■ **TASK OBJECTIVE**: Lines from the top of the listing down to the one with "Example: <point>429,203</point>", inclusive, are to be copied exactly.

■ **INFORMATION GIVEN**:
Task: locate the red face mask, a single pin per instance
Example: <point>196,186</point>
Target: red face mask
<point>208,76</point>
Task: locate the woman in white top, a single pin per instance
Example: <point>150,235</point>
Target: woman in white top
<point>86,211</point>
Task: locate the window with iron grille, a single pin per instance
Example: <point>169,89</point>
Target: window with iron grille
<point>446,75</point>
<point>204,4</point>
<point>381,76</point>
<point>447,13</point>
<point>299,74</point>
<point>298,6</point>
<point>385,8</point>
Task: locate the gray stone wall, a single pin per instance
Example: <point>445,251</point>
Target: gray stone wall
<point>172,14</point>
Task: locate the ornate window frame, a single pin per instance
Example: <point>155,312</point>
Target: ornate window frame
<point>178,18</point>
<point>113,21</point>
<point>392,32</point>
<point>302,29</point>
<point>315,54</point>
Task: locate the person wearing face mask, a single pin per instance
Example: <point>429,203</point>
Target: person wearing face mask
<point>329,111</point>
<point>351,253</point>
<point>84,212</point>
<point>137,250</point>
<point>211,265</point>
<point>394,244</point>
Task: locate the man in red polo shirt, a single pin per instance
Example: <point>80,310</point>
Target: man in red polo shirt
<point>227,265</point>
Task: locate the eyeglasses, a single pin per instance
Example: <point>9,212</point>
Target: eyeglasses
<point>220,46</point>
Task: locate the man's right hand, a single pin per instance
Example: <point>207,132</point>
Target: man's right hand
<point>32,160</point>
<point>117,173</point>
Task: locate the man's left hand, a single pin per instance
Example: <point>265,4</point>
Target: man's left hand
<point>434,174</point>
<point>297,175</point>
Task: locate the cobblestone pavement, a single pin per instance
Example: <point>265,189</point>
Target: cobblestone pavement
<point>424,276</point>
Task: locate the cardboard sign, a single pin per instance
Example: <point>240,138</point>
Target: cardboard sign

■ **SOLUTION**:
Task: locate the red face mask, a single pin per instance
Example: <point>196,186</point>
Target: red face mask
<point>208,76</point>
Task: locate the woman in white top, a single pin per instance
Example: <point>150,235</point>
Target: woman in white top
<point>86,211</point>
Task: locate the window with iron grille, a single pin per instance
Example: <point>169,89</point>
Target: window with iron grille
<point>446,75</point>
<point>204,4</point>
<point>381,76</point>
<point>447,13</point>
<point>299,74</point>
<point>298,6</point>
<point>385,8</point>
Task: locate the gray stone wall, a single pin per instance
Example: <point>445,251</point>
Target: gray stone wall
<point>172,14</point>
Task: locate the ornate window frame, a single pin per instance
Example: <point>155,312</point>
Target: ornate window frame
<point>178,18</point>
<point>113,21</point>
<point>392,32</point>
<point>302,29</point>
<point>315,54</point>
Task: locate the person wearing face mask, a single pin per instance
Example: <point>429,203</point>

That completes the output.